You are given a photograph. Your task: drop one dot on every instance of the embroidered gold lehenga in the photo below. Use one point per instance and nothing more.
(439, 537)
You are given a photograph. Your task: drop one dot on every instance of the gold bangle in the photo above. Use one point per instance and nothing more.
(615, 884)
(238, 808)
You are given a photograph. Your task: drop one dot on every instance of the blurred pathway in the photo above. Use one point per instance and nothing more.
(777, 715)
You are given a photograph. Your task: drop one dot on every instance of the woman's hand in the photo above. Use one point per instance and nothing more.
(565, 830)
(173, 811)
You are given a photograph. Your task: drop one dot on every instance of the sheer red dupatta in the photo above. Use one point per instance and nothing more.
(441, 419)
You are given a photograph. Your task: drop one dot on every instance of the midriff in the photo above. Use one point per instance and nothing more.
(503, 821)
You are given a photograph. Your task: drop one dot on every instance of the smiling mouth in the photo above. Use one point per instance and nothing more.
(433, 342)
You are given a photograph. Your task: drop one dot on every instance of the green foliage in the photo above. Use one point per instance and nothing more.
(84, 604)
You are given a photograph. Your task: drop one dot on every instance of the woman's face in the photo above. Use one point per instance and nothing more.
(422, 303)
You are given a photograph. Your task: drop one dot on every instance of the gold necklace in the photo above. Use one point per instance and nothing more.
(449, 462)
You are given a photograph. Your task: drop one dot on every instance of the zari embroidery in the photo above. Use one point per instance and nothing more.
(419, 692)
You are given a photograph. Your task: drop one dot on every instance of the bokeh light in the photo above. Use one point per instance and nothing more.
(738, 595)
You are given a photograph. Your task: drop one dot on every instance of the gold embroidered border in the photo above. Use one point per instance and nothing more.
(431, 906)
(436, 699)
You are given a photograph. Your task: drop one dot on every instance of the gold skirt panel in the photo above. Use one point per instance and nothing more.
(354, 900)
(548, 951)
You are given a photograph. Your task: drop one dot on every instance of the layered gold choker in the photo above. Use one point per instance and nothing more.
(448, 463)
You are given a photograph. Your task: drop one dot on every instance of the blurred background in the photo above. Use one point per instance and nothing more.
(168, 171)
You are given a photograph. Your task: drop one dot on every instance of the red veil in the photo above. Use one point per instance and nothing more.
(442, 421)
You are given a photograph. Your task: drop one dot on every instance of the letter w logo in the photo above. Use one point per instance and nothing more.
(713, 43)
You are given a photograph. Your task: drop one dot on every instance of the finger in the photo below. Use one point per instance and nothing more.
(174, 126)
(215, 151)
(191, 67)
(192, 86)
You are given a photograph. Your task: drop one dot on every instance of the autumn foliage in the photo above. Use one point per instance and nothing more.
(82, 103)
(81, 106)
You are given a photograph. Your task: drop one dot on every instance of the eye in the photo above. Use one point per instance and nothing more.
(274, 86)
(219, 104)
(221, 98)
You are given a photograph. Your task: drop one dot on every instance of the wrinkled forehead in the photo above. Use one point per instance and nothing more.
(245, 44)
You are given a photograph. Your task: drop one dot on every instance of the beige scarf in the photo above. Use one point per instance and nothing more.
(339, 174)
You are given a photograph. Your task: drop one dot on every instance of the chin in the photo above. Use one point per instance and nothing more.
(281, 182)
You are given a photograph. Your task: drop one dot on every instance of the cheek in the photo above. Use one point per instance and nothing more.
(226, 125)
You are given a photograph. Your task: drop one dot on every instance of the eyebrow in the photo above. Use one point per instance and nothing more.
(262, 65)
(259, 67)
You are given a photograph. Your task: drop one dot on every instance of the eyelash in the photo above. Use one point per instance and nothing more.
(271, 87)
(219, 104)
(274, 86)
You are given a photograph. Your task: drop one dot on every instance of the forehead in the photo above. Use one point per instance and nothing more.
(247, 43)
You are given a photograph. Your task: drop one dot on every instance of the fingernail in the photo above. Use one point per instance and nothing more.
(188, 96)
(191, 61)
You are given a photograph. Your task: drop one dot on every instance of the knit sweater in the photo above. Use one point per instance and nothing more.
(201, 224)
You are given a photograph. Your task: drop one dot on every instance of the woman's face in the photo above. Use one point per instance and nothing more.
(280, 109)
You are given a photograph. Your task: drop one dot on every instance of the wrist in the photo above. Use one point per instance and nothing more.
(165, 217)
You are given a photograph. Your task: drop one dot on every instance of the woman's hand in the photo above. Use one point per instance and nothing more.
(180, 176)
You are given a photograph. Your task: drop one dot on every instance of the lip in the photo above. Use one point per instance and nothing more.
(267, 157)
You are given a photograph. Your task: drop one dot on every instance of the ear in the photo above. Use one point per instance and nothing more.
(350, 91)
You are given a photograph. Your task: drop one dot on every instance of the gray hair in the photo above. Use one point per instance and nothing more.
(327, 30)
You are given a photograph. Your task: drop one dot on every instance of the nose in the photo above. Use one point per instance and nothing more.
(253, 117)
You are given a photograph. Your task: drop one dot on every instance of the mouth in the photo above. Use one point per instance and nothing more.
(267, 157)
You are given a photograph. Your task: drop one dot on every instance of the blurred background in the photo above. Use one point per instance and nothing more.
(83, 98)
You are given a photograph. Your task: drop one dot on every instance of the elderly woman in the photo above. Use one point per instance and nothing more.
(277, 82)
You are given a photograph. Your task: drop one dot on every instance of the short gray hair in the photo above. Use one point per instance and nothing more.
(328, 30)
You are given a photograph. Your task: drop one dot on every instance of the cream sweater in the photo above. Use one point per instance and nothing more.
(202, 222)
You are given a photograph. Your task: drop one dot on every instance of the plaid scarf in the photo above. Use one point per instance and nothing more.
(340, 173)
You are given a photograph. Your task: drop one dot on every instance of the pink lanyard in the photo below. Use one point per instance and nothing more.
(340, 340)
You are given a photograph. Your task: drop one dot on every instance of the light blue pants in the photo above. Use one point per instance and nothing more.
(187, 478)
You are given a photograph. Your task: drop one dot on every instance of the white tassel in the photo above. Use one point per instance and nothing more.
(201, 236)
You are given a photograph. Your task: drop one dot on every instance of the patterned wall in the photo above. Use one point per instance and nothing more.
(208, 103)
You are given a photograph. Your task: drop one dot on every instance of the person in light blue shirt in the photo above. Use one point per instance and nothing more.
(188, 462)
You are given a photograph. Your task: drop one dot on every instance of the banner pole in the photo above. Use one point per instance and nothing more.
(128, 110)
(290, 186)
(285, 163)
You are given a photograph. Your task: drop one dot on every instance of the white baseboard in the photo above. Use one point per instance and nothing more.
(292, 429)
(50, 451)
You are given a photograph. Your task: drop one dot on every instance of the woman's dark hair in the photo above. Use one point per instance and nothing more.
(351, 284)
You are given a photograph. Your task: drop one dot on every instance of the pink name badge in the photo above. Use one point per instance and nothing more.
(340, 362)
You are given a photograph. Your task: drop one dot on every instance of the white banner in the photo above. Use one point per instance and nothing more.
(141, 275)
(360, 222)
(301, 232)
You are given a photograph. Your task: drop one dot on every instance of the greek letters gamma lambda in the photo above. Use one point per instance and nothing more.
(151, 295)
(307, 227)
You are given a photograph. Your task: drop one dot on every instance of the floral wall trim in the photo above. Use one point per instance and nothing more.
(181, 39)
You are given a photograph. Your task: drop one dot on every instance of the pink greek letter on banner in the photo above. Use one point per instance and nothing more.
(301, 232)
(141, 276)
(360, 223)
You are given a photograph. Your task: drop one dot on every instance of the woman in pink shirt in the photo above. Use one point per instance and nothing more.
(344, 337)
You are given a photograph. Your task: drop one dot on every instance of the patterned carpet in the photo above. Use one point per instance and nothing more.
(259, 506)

—————

### Work order
The entries are to be duplicated exactly, with nothing changed.

### Answer to the exercise
You are given a photograph. Your task: drop one dot on every instance of the embroidered gold lehenga in the photo below. Use one point per instance and nothing more.
(439, 537)
You are given a photograph. Your task: drop one dot on every instance of the gold bangle in the photo above. Use one point per instance and nothing more.
(615, 884)
(238, 808)
You are given a photograph. Your task: drop one dot on every instance of the blurred pathway in the photo above. Use one point per instance and nothing more.
(777, 715)
You are given a photograph. Your task: drop one dot on every instance of the woman's hand in the photo above. Use one point per instance and nothing more.
(565, 830)
(173, 811)
You are given a photograph. Your task: drop one dot on every instance of the sheer red dupatta in the photo above. Use one point per instance and nothing more.
(441, 419)
You are given a photograph. Your task: drop one dot on every instance of the midriff in the photo above. Use one point per instance and nothing more.
(503, 821)
You are given a photograph. Your task: drop one dot on every instance of the smiling mouth in the photo above. Use one point per instance and nothing more.
(433, 342)
You are given a photograph. Your task: drop one dot on every instance of the green foliage in the photo above. Use one point per instance and nothing more.
(84, 604)
You are given a photograph. Your task: drop one dot on every instance of the woman's face in the photo above. Use one point per instance and nothing more.
(422, 303)
You are given a photograph. Your task: drop one dot on every instance of the gold necklace in the photo above. Use one point per instance and nothing more.
(449, 462)
You are given a photograph. Your task: drop one dot on every instance of the zari embroidery in the photo above. Use one point per instance and nothing more.
(419, 692)
You are given a photograph. Your task: drop one dot on every instance of the bokeh light in the photo above. Use one point per instance and nothing more.
(738, 595)
You are given a photograph. Your task: drop one dot on every instance of the gold embroidered border in the photo above. Use one point per instance and nothing more.
(431, 906)
(436, 699)
You are given a photograph. Your task: drop one dot on every instance of the gold skirt panel in the photo above. Use one point per instance and nothing more.
(354, 900)
(548, 951)
You are given a photograph. Your task: drop one dot on every instance of the layered gold choker in the photo above. Use one point per instance and nothing more.
(448, 463)
You are given a photograph. Your task: drop one dot on every instance of the blurred background in the photo above. Use one point per instance and nothing more.
(168, 171)
You are given a photograph. Your task: drop one dot on every instance of the red veil in the photo above. Use one point per instance and nothing more.
(442, 421)
You are given a photograph. Your task: drop one dot on every instance of the letter w logo in the photo above. Use one point per instance and nothing more.
(713, 43)
You are given a photograph. Your task: drop one dot on every instance of the finger in the photo below. Use one point per instance and nothing more.
(174, 126)
(215, 151)
(191, 67)
(192, 86)
You are given a photograph. Your task: drop one dot on every instance of the autumn foliage in the photo above. Use one point per instance and nothing more.
(82, 103)
(81, 106)
You are given a photograph. Your task: drop one dot on every instance of the eye in the photo above. Use one point per instance and nothing more.
(274, 86)
(219, 104)
(221, 98)
You are given a photograph. Your task: drop one dot on every instance of the wrinkled forehead in the photo above. Use one point per instance and nothing more.
(245, 44)
You are given a photograph. Your task: drop one dot on every instance of the beige scarf in the photo above. Use one point per instance and nothing more.
(339, 174)
You are given a photograph. Your task: drop one dot on every instance of the chin in the photo above. Use one point per instance and nothing more.
(281, 182)
You are given a photograph. Your task: drop one dot on every instance of the cheek in the photo above. Use one point per instance and nothing more.
(226, 125)
You are given a photograph. Your task: drop one dot on every instance of the eyebrow in the photo above. Use one point per instance and nothing more.
(262, 65)
(259, 67)
You are given a photograph. Your task: drop one dot on every instance of the eyelash in the photo above. Use one point per instance and nothing more.
(271, 87)
(219, 104)
(274, 86)
You are given a photograph. Your task: drop one dot on every instance of the forehead in the photo above. Use one point per instance and nothing more.
(247, 43)
You are given a photograph. Your task: drop one dot on every instance of the fingernail in the photo above. Use one point per instance and nothing more.
(188, 96)
(191, 61)
You are given a photograph. Your task: drop one dot on every instance of the knit sweater in the photo above. Use one point per instance and nothing more.
(201, 224)
You are given a photograph. Your task: drop one dot on every instance of the woman's face in the photo above. Use one point per instance and nothing more.
(280, 109)
You are given a photograph. Your task: drop one dot on every instance of the wrist in the photo above. Use one point per instance and nothing more.
(165, 217)
You are given a photograph. Your task: drop one dot on every instance of the woman's hand in the photo above. Use one point per instance and nothing more.
(180, 176)
You are given a photograph. Your task: drop one dot on every instance of the lip in the photo above. Use one point per instance and nothing more.
(267, 157)
You are given a photograph. Your task: drop one dot on every instance of the ear in the photo above. Use one point per instance and nothing more.
(350, 91)
You are given a photograph. Your task: drop one dot on every instance of the gray hair in the photo above. Use one point per instance and nothing more.
(327, 30)
You are given a photograph. Your task: drop one dot on every instance of the nose in the photo above. Use one point per instance and nothing more.
(253, 117)
You are given a photograph. Your task: drop one dot on every instance of the mouth in the photo above. Use one point per instance and nothing more.
(267, 157)
You are given a photograph. Your task: drop one dot on every instance of the blurred background in the photo above. Use one point per instance and nothing more.
(83, 98)
You are given a photograph. Your task: drop one dot on every instance of the elderly woman in the photo above. Use one point per instance and nothing more.
(277, 82)
You are given a photograph. Your task: drop one dot on every instance of the short gray hair in the photo above. Use one point per instance and nothing more.
(328, 30)
You are given a photograph. Your task: drop one dot on every instance of the cream sweater in the photo above. Use one point per instance and nothing more.
(202, 222)
You are given a photograph. Your task: drop one dot on every instance of the plaid scarf in the photo above. Use one point per instance and nothing more.
(340, 173)
You are given a photograph. Your task: drop one dot on every instance of the pink lanyard in the photo below. Use one point per instance and nothing more.
(340, 340)
You are given a photograph. Your task: drop one dot on every instance of the light blue pants in the photo above. Use one point per instance and nothing more.
(187, 478)
You are given a photograph. Your task: drop one dot on every instance of the white tassel in the photo above. Use one point per instance and nothing more.
(201, 236)
You are given a photograph. Your task: drop one dot on every instance of the patterned wall in the photo above. Use one point per instance and nothing more.
(208, 103)
You are given a photograph. Your task: drop one dot on every instance of the person in light blue shirt in the photo above. Use one point per instance and nothing more.
(188, 462)
You are given a photograph. Your task: drop one dot on every instance of the banner pole in the photo above. Use one point per instance and nothing more.
(128, 110)
(290, 186)
(285, 163)
You are given a photograph. Your task: drop one dot on every instance of the white baseboard in the photo above. Use one point per instance and nothing more.
(292, 429)
(50, 451)
You are given a photograph. Your task: drop one dot on every instance of the woman's dark hair in the photo above. Use one point per instance and nothing more.
(351, 284)
You are given a photograph. Your task: drop one dot on every instance of the pink name badge in the photo above. Use one point per instance and nothing more.
(340, 362)
You are given a photograph. Your task: drop one dot on every instance of the white banner in the photo above. Use one point per instance and nothing more.
(141, 275)
(360, 222)
(301, 232)
You are given a photograph. Your task: drop one dot on every instance of the greek letters gamma lambda in the photo above. Use one point per instance and nothing more.
(151, 295)
(307, 227)
You are given a photograph. Your task: drop one dot on every instance of the floral wall trim in the photo above. Use one point per instance and nothing more.
(181, 39)
You are given a photograph. Your task: drop one dot on every instance of the pink greek letter on banner in the photo above. Use one point per instance and nothing more.
(301, 232)
(141, 276)
(360, 223)
You are given a photograph. Your task: drop one dot on every instance of the woman in pink shirt in the photo above. Use one point per instance and nothing more.
(344, 337)
You are given a photograph. Your task: drop one dot on every instance of the patterned carpet in the photo above. Use one point per instance and nothing more.
(259, 506)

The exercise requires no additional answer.